**Data records:**
:::

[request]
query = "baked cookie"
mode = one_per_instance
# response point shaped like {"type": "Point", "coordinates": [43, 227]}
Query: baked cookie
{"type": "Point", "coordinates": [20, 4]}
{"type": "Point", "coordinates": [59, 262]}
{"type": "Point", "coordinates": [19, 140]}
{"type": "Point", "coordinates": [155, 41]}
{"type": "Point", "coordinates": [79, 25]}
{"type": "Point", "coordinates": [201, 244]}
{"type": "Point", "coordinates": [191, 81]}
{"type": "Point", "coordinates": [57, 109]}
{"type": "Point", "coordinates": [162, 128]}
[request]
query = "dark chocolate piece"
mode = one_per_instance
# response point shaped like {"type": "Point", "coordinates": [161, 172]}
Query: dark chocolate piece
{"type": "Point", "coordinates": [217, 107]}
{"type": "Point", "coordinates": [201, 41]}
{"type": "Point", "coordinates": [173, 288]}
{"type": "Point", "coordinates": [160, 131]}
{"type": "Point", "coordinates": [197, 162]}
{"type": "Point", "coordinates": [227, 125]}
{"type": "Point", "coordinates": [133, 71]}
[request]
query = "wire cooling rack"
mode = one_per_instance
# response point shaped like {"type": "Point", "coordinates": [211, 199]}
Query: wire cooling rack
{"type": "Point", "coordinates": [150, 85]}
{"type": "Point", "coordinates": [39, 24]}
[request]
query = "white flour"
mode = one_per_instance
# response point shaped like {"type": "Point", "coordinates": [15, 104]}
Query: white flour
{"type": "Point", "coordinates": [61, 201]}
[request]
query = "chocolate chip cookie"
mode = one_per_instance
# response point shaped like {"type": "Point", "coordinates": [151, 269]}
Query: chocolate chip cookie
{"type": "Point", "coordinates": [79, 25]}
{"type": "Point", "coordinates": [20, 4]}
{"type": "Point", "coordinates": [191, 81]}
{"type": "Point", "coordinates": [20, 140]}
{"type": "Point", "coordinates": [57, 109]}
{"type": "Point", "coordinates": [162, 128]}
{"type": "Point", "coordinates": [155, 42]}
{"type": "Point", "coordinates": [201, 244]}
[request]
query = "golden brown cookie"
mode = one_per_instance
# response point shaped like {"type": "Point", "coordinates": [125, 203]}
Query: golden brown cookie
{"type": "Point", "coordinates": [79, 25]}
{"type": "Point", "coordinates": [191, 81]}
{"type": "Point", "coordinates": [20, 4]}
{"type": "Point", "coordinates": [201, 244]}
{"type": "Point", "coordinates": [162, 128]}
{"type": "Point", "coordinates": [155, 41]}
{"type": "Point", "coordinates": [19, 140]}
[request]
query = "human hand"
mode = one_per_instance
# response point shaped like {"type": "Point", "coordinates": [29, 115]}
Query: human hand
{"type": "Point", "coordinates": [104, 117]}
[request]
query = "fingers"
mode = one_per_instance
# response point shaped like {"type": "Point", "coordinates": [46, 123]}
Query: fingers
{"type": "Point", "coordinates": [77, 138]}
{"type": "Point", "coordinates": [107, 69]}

:::

**Your goal:**
Transcribe each entry precisely, missing none.

**The answer:**
[request]
query = "baked cookie"
mode = one_per_instance
# response point shaped like {"type": "Point", "coordinates": [43, 227]}
Query: baked cookie
{"type": "Point", "coordinates": [20, 4]}
{"type": "Point", "coordinates": [59, 262]}
{"type": "Point", "coordinates": [19, 140]}
{"type": "Point", "coordinates": [155, 41]}
{"type": "Point", "coordinates": [79, 25]}
{"type": "Point", "coordinates": [201, 244]}
{"type": "Point", "coordinates": [191, 81]}
{"type": "Point", "coordinates": [57, 109]}
{"type": "Point", "coordinates": [162, 128]}
[request]
query = "dark chocolate piece"
mode = one_per_instance
# response point shaped like {"type": "Point", "coordinates": [161, 172]}
Query: dark chocolate piece
{"type": "Point", "coordinates": [217, 107]}
{"type": "Point", "coordinates": [201, 41]}
{"type": "Point", "coordinates": [173, 288]}
{"type": "Point", "coordinates": [160, 131]}
{"type": "Point", "coordinates": [197, 162]}
{"type": "Point", "coordinates": [227, 125]}
{"type": "Point", "coordinates": [133, 71]}
[request]
query = "wire cooling rack"
mode = one_per_instance
# response point shaped like {"type": "Point", "coordinates": [211, 199]}
Query: wire cooling rack
{"type": "Point", "coordinates": [150, 85]}
{"type": "Point", "coordinates": [39, 24]}
[request]
query = "white flour"
mode = one_per_instance
# response point shaped like {"type": "Point", "coordinates": [15, 104]}
Query: white flour
{"type": "Point", "coordinates": [61, 201]}
[request]
query = "chocolate chip cookie"
mode = one_per_instance
# response point shaped like {"type": "Point", "coordinates": [151, 269]}
Query: chocolate chip cookie
{"type": "Point", "coordinates": [79, 25]}
{"type": "Point", "coordinates": [20, 4]}
{"type": "Point", "coordinates": [191, 81]}
{"type": "Point", "coordinates": [20, 140]}
{"type": "Point", "coordinates": [57, 109]}
{"type": "Point", "coordinates": [162, 128]}
{"type": "Point", "coordinates": [155, 42]}
{"type": "Point", "coordinates": [201, 244]}
[request]
query = "golden brown cookie"
mode = one_per_instance
# response point shaped like {"type": "Point", "coordinates": [125, 203]}
Query: golden brown cookie
{"type": "Point", "coordinates": [79, 25]}
{"type": "Point", "coordinates": [191, 81]}
{"type": "Point", "coordinates": [20, 4]}
{"type": "Point", "coordinates": [201, 244]}
{"type": "Point", "coordinates": [162, 128]}
{"type": "Point", "coordinates": [155, 41]}
{"type": "Point", "coordinates": [19, 140]}
[request]
query = "human hand"
mode = one_per_instance
# response point shaped like {"type": "Point", "coordinates": [29, 115]}
Query: human hand
{"type": "Point", "coordinates": [104, 117]}
[request]
query = "fingers"
mode = one_per_instance
# response point shaped like {"type": "Point", "coordinates": [46, 123]}
Query: fingers
{"type": "Point", "coordinates": [77, 138]}
{"type": "Point", "coordinates": [107, 69]}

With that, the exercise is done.